** SET PROBLEM **
Copy out the material below, renaming every "Query" to "Target" and leaving everything else as it is.

** MATERIAL FOR THIS EXERCISE **
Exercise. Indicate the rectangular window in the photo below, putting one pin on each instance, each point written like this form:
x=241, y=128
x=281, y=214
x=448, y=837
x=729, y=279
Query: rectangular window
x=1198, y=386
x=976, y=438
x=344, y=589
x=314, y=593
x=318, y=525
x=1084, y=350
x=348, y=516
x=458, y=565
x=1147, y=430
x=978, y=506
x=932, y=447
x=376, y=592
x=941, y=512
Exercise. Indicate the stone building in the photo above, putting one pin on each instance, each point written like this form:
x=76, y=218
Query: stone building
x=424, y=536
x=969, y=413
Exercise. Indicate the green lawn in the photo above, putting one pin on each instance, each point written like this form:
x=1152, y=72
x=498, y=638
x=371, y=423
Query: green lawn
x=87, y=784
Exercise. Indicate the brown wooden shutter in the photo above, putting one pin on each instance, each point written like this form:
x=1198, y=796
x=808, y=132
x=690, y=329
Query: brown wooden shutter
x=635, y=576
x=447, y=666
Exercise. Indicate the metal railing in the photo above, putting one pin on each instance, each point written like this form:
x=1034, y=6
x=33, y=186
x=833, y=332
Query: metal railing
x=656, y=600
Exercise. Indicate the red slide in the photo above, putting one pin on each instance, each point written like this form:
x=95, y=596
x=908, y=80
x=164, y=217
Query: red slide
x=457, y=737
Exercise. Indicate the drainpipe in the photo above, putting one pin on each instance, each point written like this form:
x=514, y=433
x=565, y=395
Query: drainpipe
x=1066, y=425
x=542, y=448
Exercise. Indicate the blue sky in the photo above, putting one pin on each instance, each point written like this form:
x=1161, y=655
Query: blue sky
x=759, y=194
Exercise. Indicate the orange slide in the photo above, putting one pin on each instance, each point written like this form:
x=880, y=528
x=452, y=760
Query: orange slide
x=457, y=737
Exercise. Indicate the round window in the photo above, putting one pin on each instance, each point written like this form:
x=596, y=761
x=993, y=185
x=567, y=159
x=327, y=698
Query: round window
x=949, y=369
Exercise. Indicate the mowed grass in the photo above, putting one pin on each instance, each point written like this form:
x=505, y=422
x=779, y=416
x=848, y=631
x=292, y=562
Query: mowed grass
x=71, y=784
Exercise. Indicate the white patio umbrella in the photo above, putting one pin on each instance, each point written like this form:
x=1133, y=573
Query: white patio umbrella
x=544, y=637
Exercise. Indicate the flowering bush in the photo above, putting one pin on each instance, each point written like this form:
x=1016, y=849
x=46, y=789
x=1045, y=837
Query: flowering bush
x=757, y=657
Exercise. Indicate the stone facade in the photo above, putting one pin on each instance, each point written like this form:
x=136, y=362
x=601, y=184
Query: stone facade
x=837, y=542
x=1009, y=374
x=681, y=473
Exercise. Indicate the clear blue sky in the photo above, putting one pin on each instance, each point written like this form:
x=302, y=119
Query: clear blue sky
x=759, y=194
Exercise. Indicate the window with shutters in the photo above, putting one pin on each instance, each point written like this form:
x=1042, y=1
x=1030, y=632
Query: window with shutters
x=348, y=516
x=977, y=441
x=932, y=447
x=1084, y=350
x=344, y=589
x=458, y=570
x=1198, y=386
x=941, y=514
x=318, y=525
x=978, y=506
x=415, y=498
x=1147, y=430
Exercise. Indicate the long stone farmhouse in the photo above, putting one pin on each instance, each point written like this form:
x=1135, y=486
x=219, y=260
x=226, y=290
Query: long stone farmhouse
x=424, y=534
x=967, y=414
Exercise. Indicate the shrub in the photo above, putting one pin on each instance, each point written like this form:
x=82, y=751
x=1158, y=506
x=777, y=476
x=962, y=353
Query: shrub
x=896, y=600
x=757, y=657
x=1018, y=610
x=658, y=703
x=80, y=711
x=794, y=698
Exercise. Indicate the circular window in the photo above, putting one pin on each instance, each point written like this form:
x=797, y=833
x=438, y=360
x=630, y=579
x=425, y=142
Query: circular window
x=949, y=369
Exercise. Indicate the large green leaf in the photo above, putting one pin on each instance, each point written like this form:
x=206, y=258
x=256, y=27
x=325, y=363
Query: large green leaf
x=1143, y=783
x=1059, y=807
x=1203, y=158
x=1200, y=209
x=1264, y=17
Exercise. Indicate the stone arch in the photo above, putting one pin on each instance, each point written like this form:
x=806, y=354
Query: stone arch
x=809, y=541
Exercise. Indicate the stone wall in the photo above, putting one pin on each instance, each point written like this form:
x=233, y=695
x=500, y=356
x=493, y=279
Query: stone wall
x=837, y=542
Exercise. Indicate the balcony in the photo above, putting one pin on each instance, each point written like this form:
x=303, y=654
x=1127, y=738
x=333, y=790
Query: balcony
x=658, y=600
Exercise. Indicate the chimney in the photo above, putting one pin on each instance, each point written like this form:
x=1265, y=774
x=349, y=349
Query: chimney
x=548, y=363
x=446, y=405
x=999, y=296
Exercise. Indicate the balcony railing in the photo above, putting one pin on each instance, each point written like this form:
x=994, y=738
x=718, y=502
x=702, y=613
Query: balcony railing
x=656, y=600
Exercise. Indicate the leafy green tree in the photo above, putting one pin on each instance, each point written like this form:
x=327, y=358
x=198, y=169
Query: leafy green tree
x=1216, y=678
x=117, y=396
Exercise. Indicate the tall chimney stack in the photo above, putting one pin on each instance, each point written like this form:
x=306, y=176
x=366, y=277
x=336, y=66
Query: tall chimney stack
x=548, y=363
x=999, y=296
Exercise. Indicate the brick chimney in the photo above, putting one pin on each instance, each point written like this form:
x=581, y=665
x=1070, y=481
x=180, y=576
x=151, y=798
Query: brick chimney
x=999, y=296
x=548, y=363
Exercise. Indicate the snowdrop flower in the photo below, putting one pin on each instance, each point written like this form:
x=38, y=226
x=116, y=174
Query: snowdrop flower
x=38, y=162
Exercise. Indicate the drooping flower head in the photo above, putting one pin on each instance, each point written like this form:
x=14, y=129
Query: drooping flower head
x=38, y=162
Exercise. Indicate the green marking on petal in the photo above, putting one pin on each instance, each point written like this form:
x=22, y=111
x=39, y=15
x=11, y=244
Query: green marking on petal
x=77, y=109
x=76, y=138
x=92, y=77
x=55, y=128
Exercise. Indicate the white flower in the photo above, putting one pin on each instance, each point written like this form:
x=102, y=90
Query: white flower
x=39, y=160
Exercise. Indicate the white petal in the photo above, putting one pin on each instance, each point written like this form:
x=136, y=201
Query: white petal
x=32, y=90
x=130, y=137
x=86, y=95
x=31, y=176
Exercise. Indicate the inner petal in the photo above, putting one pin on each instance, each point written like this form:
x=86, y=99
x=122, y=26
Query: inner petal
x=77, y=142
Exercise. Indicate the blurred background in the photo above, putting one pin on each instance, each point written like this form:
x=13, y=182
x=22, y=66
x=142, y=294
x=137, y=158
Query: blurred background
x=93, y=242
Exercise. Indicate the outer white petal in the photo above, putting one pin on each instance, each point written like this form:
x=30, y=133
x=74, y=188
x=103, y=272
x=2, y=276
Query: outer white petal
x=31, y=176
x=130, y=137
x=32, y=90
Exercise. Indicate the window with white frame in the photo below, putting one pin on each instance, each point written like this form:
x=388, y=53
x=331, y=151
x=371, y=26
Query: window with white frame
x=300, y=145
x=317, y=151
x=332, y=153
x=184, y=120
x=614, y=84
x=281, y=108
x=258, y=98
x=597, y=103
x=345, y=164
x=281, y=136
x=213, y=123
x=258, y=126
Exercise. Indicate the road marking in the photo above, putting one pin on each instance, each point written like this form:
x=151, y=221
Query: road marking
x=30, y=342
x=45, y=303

** EXERCISE OUTPUT **
Exercise. Indicate the rectangular window in the photo below, putting one pin on each instance, each point written like this form:
x=241, y=128
x=281, y=214
x=448, y=837
x=729, y=279
Target: rectangular window
x=1198, y=386
x=976, y=438
x=344, y=589
x=314, y=593
x=318, y=525
x=1084, y=350
x=348, y=516
x=458, y=565
x=1147, y=430
x=978, y=506
x=932, y=447
x=376, y=592
x=941, y=512
Exercise. Indicate the stone building in the photo above, putting one pin on each instance, each point written like this form:
x=76, y=218
Target: stone building
x=424, y=536
x=969, y=413
Exercise. Indicate the green lawn in the photo above, putting one pin on each instance, each point written like this form:
x=1152, y=72
x=498, y=638
x=371, y=423
Target: green lawn
x=87, y=784
Exercise. Indicate the brown wooden shutter in the photo above, putting one pin on each instance, each point written like this form:
x=1198, y=796
x=808, y=132
x=690, y=329
Target: brown wooden shutter
x=635, y=576
x=447, y=666
Exercise. Indicate the metal railing in the photo above, putting one pin on each instance, each point written like this form:
x=1034, y=6
x=33, y=186
x=833, y=332
Target: metal railing
x=656, y=600
Exercise. Indicate the red slide in the photo above, putting one pin on each instance, each point written like this form:
x=95, y=596
x=908, y=80
x=164, y=217
Target: red slide
x=457, y=737
Exercise. Indicate the drainpipe in the photo above, putting one pin on each instance, each point written like this form:
x=514, y=433
x=565, y=395
Target: drainpipe
x=1066, y=425
x=542, y=448
Exercise. Indicate the blue sky in the photo above, putting one pin on each instance, each point written like this form:
x=1161, y=655
Target: blue sky
x=759, y=194
Exercise. Indicate the orange slide in the photo above, putting one pin on each instance, each point written like this form:
x=880, y=528
x=452, y=760
Target: orange slide
x=457, y=737
Exercise. Indicate the round window in the photo above, putting one pin on each instance, each point written like this form:
x=596, y=761
x=993, y=185
x=567, y=159
x=327, y=698
Target: round window
x=949, y=369
Exercise. Indicate the mowed grass in the photo above, putting one pin on each instance, each point written like this form:
x=505, y=422
x=779, y=416
x=848, y=631
x=292, y=562
Target: mowed grass
x=71, y=784
Exercise. Indicate the white patio umbrella in the photo above, putting one pin on each instance, each point written like this form:
x=1133, y=573
Target: white patio umbrella
x=544, y=637
Exercise. Indicate the flowering bush in the photo above, putting one pin on each instance, each point written like this form:
x=1016, y=849
x=46, y=789
x=1045, y=837
Target: flowering bush
x=757, y=657
Exercise. Indicate the stone facade in the photo above, putting one pin on each instance, each point written like this form:
x=136, y=362
x=601, y=184
Target: stone facade
x=837, y=542
x=1009, y=374
x=681, y=473
Exercise. Indicate the clear blue sky in the photo above, putting one pin on each instance, each point written like this form:
x=302, y=119
Target: clear blue sky
x=759, y=194
Exercise. Indicate the window with shutters in the photo above, putting one pin on each instance, each point written like this form:
x=1042, y=1
x=1030, y=632
Target: window with shutters
x=348, y=516
x=977, y=441
x=932, y=447
x=1084, y=350
x=344, y=589
x=458, y=570
x=1198, y=386
x=941, y=514
x=318, y=525
x=978, y=506
x=415, y=498
x=1147, y=430
Exercise. Indicate the long stone farmhouse in the photo above, putting one pin on each instance, each point written like this form:
x=1135, y=486
x=219, y=260
x=226, y=290
Target: long stone farmhouse
x=424, y=534
x=967, y=414
Exercise. Indicate the shrub in the photo above, putting one pin on each instance, each point written like this form:
x=82, y=751
x=1158, y=506
x=777, y=476
x=962, y=353
Target: shrub
x=896, y=600
x=757, y=657
x=1018, y=610
x=658, y=703
x=80, y=711
x=794, y=698
Exercise. Indicate the circular window in the photo above, putting one pin on each instance, each point written like this form:
x=797, y=833
x=438, y=360
x=630, y=579
x=425, y=142
Target: circular window
x=949, y=369
Exercise. Indicate the large green leaf in the photo above, putting one pin on each instance, each point written like this form:
x=206, y=258
x=256, y=27
x=325, y=363
Target: large green leaf
x=1143, y=783
x=1059, y=807
x=1203, y=158
x=1200, y=209
x=1264, y=17
Exercise. Indicate the stone arch in the photo above, putting one pin on each instance, each point written like this form:
x=806, y=354
Target: stone arch
x=809, y=541
Exercise. Indicate the stone wall in the photo above, putting one pin on each instance, each point written like this form:
x=233, y=695
x=500, y=356
x=493, y=279
Target: stone wall
x=837, y=542
Exercise. Indicate the balcony in the photo above, putting one pin on each instance, each point written like this form:
x=303, y=654
x=1127, y=738
x=333, y=790
Target: balcony
x=658, y=600
Exercise. Indicate the chimney in the photo above, putting one pin on each instance, each point written like this form:
x=1265, y=774
x=349, y=349
Target: chimney
x=548, y=363
x=446, y=405
x=999, y=296
Exercise. Indicate the balcony railing in the photo above, putting one pin on each instance, each point written like this form:
x=994, y=738
x=718, y=502
x=702, y=613
Target: balcony railing
x=656, y=600
Exercise. Indicate the leafy green tree in the photo above, putting one pin on each instance, each point written like this form:
x=327, y=358
x=198, y=169
Target: leafy green tree
x=1216, y=678
x=117, y=396
Exercise. Indicate the tall chimney stack in the photo above, putting one pin on each instance, each point written like this form:
x=306, y=176
x=366, y=277
x=336, y=66
Target: tall chimney stack
x=548, y=363
x=999, y=296
Exercise. Indicate the brick chimney in the photo above, putting one pin on each instance, each point written like this form:
x=581, y=665
x=1070, y=481
x=180, y=576
x=151, y=798
Target: brick chimney
x=999, y=296
x=548, y=363
Exercise. Indicate the snowdrop flower in the photo below, putting one pin on each instance, each point written like this form:
x=38, y=226
x=116, y=174
Target: snowdrop flower
x=38, y=162
Exercise. Indicate the drooping flower head in the photo above, putting one pin on each instance, each point written like this form:
x=14, y=129
Target: drooping flower head
x=38, y=162
Exercise. Indicate the green marking on petal in the photo above, putting one pin on each instance, each point written like this form:
x=22, y=111
x=39, y=15
x=11, y=244
Target: green marking on petal
x=77, y=109
x=76, y=138
x=92, y=77
x=55, y=128
Exercise. Indicate the white flower in the photo above, putting one pin on each instance, each point written like this form:
x=102, y=90
Target: white flower
x=39, y=160
Exercise. Indicate the white petal in the photo above, putting one pin on each instance, each point written like this form:
x=136, y=201
Target: white petal
x=32, y=90
x=130, y=137
x=86, y=95
x=31, y=176
Exercise. Indicate the inner petal in the photo above, putting one pin on each instance, each point written like this form:
x=86, y=99
x=122, y=26
Target: inner petal
x=77, y=142
Exercise. Indicate the blurred background in the photo above, putting one pin on each instance, each point written like this form:
x=13, y=182
x=22, y=66
x=142, y=294
x=137, y=158
Target: blurred background
x=93, y=242
Exercise. Indicate the outer white petal in the photo above, putting one pin on each instance, each point written like this form:
x=30, y=133
x=74, y=188
x=103, y=272
x=2, y=276
Target: outer white petal
x=31, y=176
x=130, y=137
x=32, y=90
Exercise. Indicate the window with white frame in the photo below, putting one pin on each instance, each point written like this form:
x=388, y=53
x=331, y=151
x=371, y=26
Target: window with white frame
x=300, y=145
x=317, y=151
x=332, y=153
x=184, y=120
x=614, y=84
x=281, y=108
x=258, y=98
x=597, y=103
x=345, y=164
x=281, y=136
x=213, y=123
x=258, y=126
Exercise. Indicate the road marking in the photo above, putting one pin on each instance, each point written like this form:
x=151, y=221
Target: road marking
x=30, y=342
x=45, y=303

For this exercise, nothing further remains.